INSTRUCTION :: Reproduce word for word the lines of the records below, starting at the line that contains "point: blue pool" and ending at the line that contains "point: white canopy", both included. Give only those lines.

DATA ::
>> begin

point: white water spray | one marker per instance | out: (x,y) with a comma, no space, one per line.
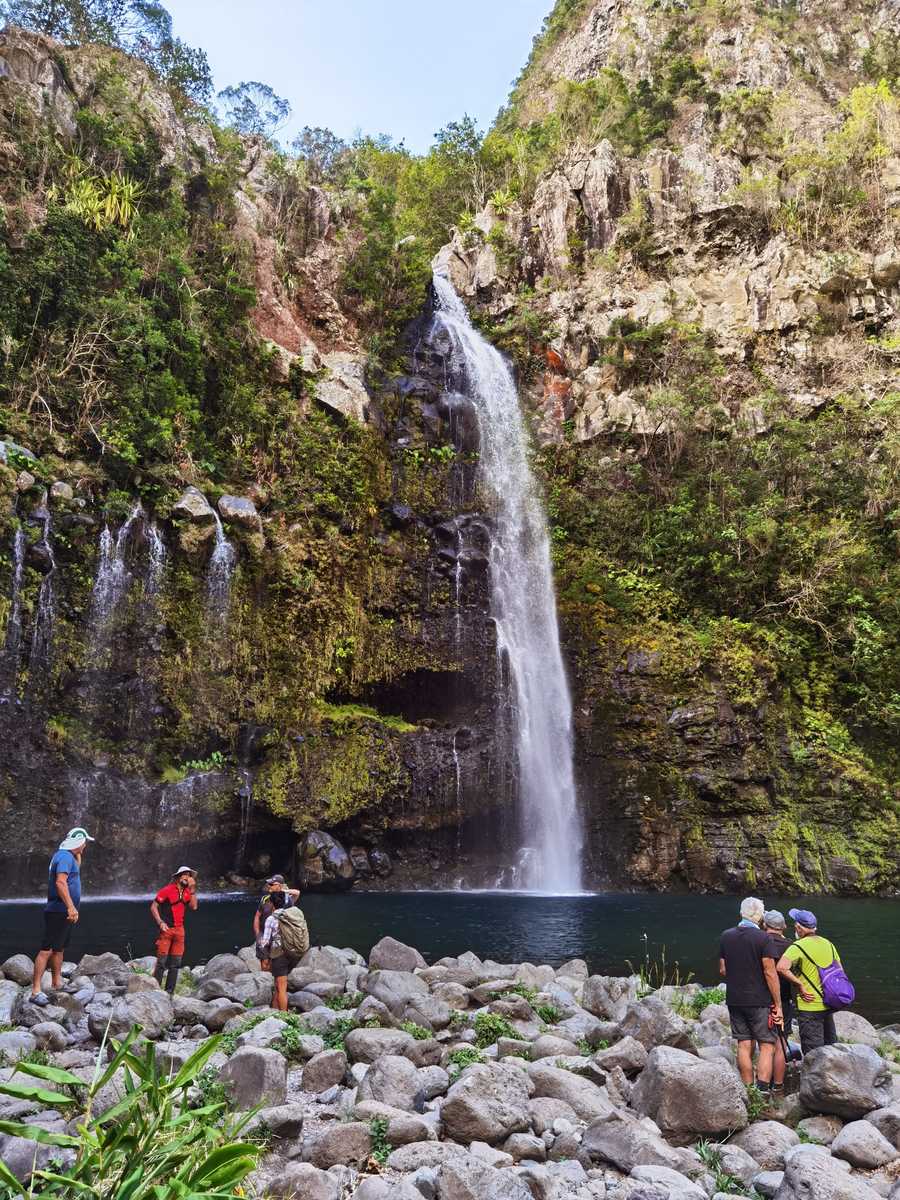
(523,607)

>> end
>> begin

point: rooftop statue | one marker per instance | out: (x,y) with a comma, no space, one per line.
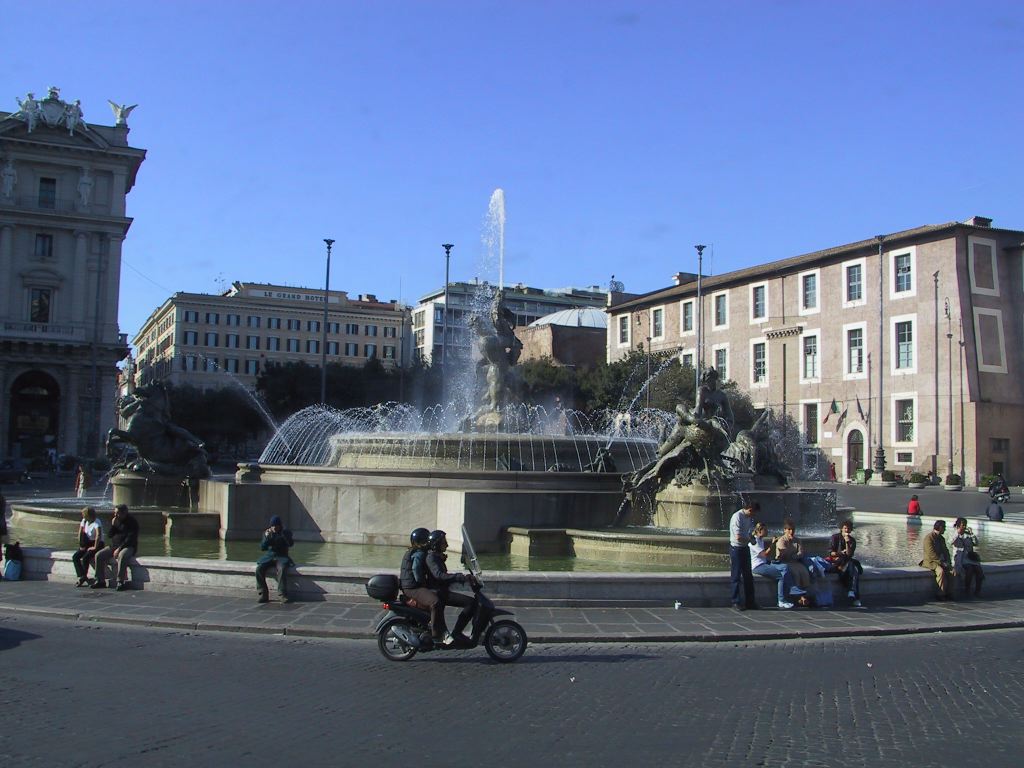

>> end
>> begin

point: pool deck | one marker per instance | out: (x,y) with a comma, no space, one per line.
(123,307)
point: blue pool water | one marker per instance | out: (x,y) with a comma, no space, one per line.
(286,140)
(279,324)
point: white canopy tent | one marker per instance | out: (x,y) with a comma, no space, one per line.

>> end

PROBLEM SOLUTION ::
point: blue pool water | one marker per instance | out: (x,y) with a comma, no space, one per line.
(286,140)
(279,324)
point: white canopy tent | one marker per instance | out: (x,y) with a comma, no space, one per line.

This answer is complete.